- Data for processing
•••••
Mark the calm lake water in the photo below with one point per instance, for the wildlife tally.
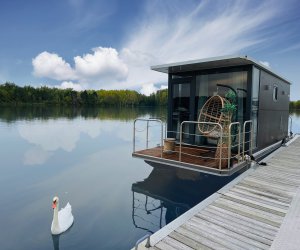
(84, 157)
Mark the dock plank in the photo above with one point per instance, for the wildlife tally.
(249, 213)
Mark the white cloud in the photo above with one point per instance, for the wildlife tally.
(267, 64)
(102, 64)
(166, 32)
(52, 66)
(70, 85)
(148, 89)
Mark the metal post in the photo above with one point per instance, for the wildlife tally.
(250, 140)
(180, 140)
(147, 135)
(134, 135)
(161, 139)
(229, 142)
(291, 124)
(221, 139)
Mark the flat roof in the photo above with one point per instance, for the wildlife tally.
(211, 63)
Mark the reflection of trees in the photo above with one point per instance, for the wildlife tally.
(29, 112)
(169, 192)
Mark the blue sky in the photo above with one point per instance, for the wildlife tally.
(112, 44)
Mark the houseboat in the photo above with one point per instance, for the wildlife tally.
(222, 112)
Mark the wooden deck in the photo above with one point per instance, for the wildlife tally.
(260, 209)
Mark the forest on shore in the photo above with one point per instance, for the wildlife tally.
(12, 94)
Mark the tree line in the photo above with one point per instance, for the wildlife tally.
(10, 93)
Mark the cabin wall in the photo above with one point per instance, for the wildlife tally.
(273, 113)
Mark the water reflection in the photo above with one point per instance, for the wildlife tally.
(11, 114)
(169, 192)
(55, 240)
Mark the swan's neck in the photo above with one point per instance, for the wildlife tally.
(55, 223)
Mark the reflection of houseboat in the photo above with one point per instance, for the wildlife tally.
(167, 193)
(221, 111)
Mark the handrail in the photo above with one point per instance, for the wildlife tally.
(229, 141)
(147, 133)
(197, 122)
(250, 139)
(291, 124)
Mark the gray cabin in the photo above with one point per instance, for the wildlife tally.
(232, 102)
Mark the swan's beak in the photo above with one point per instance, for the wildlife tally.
(53, 205)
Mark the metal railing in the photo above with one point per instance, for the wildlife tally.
(148, 120)
(230, 140)
(250, 141)
(291, 125)
(208, 123)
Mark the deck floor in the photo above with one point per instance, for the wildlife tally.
(259, 210)
(196, 156)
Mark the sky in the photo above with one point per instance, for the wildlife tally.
(97, 44)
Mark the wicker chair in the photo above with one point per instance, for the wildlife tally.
(211, 112)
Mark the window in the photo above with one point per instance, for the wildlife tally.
(275, 93)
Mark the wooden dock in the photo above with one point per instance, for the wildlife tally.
(260, 209)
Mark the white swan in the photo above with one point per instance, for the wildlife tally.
(62, 219)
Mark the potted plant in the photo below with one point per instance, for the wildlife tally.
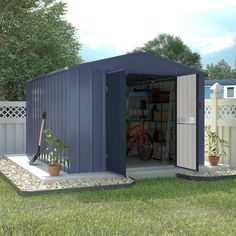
(215, 146)
(54, 147)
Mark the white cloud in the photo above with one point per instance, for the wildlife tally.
(125, 24)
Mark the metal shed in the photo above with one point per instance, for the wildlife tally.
(86, 107)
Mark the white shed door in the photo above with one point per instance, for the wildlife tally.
(186, 122)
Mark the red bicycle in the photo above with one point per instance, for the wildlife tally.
(145, 142)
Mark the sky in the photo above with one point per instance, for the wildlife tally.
(109, 28)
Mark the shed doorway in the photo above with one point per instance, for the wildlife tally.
(151, 99)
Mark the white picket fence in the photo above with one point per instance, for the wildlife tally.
(220, 114)
(12, 127)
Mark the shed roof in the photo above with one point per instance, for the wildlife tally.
(136, 63)
(141, 63)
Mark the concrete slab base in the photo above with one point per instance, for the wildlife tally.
(39, 169)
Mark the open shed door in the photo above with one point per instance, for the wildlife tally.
(115, 122)
(186, 122)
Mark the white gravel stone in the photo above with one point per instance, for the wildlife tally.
(27, 182)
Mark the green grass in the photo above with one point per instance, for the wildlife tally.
(151, 207)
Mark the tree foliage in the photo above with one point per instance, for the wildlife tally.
(172, 48)
(221, 70)
(34, 40)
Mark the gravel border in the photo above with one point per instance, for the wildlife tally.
(27, 184)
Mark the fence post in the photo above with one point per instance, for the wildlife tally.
(216, 94)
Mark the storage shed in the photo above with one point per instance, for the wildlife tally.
(87, 106)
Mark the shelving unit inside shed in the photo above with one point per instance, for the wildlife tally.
(159, 116)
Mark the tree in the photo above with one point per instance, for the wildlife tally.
(221, 70)
(172, 48)
(34, 40)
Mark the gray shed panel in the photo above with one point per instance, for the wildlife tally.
(73, 100)
(86, 126)
(115, 122)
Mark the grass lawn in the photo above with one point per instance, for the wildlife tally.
(151, 207)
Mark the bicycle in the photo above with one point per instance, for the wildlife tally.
(145, 142)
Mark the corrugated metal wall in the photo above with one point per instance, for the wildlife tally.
(74, 102)
(186, 122)
(115, 122)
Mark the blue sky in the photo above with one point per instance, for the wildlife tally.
(109, 28)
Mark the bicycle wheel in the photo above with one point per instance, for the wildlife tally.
(145, 147)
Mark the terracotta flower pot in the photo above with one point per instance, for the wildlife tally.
(214, 160)
(54, 169)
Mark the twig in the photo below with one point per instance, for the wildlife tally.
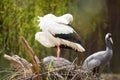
(36, 67)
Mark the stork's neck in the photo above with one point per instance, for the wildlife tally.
(108, 45)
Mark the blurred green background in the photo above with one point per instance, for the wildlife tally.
(92, 20)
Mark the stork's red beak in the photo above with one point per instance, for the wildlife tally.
(111, 40)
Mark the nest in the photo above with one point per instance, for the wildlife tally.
(42, 70)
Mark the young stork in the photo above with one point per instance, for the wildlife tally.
(97, 61)
(57, 32)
•••••
Rewrite everything from the line containing "Mark the nest" down to the last of the lines above, requests included, and raise every coordinate in the answers by 31.

- The solution
Mark the nest in the photo above with one point per instance, for the wildlife tally.
(73, 101)
Mark the young stork in the photo above with one point per instance, for the wildlife tally.
(128, 92)
(88, 63)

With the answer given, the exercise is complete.